Data supplied
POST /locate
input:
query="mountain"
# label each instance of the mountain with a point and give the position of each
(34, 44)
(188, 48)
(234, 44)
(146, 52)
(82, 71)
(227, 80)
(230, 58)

To do
Using the listing above, reproduce each line without omission.

Output of the task
POST /locate
input:
query="mountain"
# label each instance of the mountain with a point and give the position of each
(34, 44)
(188, 48)
(234, 44)
(146, 52)
(82, 71)
(227, 80)
(230, 58)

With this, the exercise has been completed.